+++ Input material +++
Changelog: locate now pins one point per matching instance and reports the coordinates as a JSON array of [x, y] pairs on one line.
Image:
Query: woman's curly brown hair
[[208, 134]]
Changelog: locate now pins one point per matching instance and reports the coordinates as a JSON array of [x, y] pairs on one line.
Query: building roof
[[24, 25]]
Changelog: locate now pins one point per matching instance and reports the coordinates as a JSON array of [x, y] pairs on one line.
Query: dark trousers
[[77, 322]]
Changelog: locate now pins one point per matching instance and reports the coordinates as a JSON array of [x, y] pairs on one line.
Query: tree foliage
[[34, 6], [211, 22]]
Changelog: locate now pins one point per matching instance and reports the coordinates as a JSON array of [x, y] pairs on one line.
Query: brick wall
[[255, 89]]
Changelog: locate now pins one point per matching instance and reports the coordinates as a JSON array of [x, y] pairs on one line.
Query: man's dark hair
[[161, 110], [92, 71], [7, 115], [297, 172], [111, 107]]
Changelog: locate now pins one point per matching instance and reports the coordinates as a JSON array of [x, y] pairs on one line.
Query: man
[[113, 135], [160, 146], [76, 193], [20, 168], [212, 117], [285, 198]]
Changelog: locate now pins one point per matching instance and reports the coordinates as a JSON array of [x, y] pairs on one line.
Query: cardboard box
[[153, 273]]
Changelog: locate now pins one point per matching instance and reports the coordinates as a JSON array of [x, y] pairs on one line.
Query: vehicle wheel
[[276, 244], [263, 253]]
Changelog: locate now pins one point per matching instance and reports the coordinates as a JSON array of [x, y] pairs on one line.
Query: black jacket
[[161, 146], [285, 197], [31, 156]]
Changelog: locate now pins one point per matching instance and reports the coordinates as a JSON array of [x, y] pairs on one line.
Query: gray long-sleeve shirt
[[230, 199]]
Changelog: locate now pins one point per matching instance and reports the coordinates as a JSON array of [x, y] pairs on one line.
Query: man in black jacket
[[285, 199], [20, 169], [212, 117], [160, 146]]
+++
| Given task |
Reproduce the items above verbatim, from their very first line through the line containing "[[276, 244], [263, 253]]", including both of those lines.

| Result |
Changelog: locate now pins one point per matching instance and reports the coordinates as a JSON array of [x, y] pairs on one line.
Image:
Query: woman's curly brown hair
[[208, 134]]
Changelog: locate now pins one point per matching instance and reports the coordinates as a JSON array of [x, y] pairs on one line.
Query: building roof
[[24, 25]]
Changelog: locate now pins one point per matching instance and reports the coordinates as a JSON array of [x, y] pairs on one line.
Query: dark trousers
[[77, 322]]
Changelog: locate now pins one point per matching instance and reports the coordinates as a JSON array of [x, y] pairs on one line.
Query: tree foliage
[[34, 6], [211, 22]]
Changelog: locate now pins one point per matching instance and reports the coordinates as a JSON array of [x, y] pairs on one line.
Query: brick wall
[[255, 89]]
Changelog: locate now pins one point per matching instance and reports the coordinates as a JSON array of [x, y] pairs on one line.
Query: man's dark hair
[[161, 110], [92, 71], [7, 115], [297, 172], [111, 107]]
Changelog: locate now pins one point per matching instance and reports the coordinates as a JSON array of [x, y] pairs on one line.
Query: man
[[113, 135], [160, 146], [76, 193], [20, 168], [212, 117], [285, 198]]
Changelog: locate now pins one point per matching instance and reports the coordinates as a JSON array of [x, y] pairs on one line.
Query: cardboard box
[[153, 273]]
Changelog: locate now pins one point per matching instance and reports the coordinates as a JSON array of [x, y] pairs on one line.
Query: vehicle wheel
[[276, 244], [263, 253]]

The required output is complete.